• **Instructions for the task**
Only the closing stretch of the material belongs in the answer: the line containing "TARGET = thuja foliage" and every line after it, copied exactly.

• **Records provided**
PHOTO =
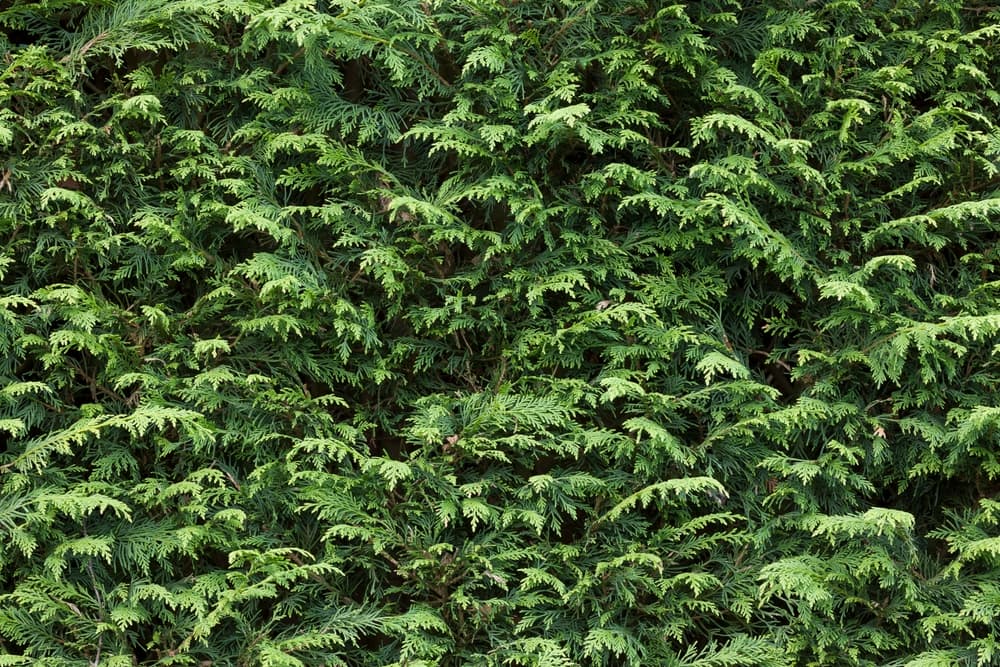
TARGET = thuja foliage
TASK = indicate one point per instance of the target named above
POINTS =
(498, 332)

• **Reply**
TARGET = thuja foliage
TASK = indicate one point per instance of the target named above
POINTS =
(498, 332)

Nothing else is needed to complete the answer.